**GIVEN PROBLEM**
Copy out word for word everything in the records below, from the line containing "In the photo above, where can the cabinet knob" down to the last line of the records, including both ends.

§ §

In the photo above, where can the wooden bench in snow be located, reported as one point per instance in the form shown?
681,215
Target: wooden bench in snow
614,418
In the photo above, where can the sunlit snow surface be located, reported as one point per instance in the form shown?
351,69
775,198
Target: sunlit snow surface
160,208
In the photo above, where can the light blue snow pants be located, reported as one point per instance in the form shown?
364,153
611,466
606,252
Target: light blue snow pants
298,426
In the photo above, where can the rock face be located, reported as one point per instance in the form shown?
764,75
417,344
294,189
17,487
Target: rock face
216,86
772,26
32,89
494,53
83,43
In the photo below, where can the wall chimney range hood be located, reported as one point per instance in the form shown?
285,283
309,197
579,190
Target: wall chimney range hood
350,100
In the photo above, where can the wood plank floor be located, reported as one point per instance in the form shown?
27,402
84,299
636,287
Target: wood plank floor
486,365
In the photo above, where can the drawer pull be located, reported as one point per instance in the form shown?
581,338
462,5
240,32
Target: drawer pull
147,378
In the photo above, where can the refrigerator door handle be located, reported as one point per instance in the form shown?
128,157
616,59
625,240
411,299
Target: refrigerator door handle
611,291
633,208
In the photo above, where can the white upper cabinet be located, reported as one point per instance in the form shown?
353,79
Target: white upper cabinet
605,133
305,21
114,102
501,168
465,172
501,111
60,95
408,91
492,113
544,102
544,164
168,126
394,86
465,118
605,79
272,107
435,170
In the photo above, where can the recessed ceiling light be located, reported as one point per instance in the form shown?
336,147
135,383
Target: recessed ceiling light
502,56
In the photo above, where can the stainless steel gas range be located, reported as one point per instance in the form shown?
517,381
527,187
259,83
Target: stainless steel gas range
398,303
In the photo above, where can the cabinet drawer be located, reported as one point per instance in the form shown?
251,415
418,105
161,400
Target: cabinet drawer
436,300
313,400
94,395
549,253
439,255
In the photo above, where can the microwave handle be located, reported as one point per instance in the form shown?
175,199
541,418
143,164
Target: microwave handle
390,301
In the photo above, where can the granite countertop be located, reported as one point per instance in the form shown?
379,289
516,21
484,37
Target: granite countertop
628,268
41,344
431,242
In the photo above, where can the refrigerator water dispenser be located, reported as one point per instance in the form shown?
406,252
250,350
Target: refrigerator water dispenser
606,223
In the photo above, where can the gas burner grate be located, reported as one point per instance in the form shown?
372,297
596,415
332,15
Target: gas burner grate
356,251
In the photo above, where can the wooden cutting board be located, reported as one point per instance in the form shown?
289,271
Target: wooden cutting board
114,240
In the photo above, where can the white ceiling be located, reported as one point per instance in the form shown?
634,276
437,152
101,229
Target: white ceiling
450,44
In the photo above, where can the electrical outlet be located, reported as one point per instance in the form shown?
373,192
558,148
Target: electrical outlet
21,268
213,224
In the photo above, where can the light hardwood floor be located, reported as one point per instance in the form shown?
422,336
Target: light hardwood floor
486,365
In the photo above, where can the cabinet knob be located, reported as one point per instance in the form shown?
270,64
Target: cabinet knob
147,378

§ §

**OUTPUT FOR THIS TASK**
In the photo above, where can the cabinet knob be located, reported as one point per instance in the form shown?
270,64
Target: cabinet knob
147,378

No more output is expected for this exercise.